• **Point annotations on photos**
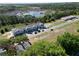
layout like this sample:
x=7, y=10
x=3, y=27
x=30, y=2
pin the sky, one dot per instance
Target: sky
x=36, y=1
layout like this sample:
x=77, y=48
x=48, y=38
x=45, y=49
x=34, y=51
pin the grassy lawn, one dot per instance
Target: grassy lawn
x=52, y=35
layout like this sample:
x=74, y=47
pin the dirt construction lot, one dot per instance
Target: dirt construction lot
x=52, y=35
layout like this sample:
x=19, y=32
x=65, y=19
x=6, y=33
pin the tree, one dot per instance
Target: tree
x=70, y=43
x=44, y=48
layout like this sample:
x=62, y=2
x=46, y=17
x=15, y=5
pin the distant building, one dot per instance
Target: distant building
x=34, y=27
x=29, y=29
x=68, y=18
x=8, y=35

• **REQUIRED WORK**
Copy all of the items above word for word, leaving out the pictures.

• **TASK OUTPUT**
layout like this sample:
x=7, y=10
x=3, y=27
x=30, y=2
pin the sky, one dot per instance
Target: sky
x=36, y=1
layout like this sample:
x=77, y=48
x=48, y=38
x=45, y=49
x=34, y=51
pin the grassy lawn, one dot per instance
Target: grassy lawn
x=52, y=35
layout like this sample:
x=74, y=47
pin the dirt construction lot, one dot per instance
Target: dirt construction lot
x=52, y=35
layout like this sample:
x=19, y=32
x=65, y=19
x=6, y=33
pin the tree, one dot per instance
Target: tree
x=70, y=43
x=44, y=48
layout like this sample:
x=62, y=2
x=46, y=17
x=15, y=5
pin the distant building, one dot per instance
Target: distant building
x=34, y=27
x=29, y=29
x=68, y=18
x=8, y=35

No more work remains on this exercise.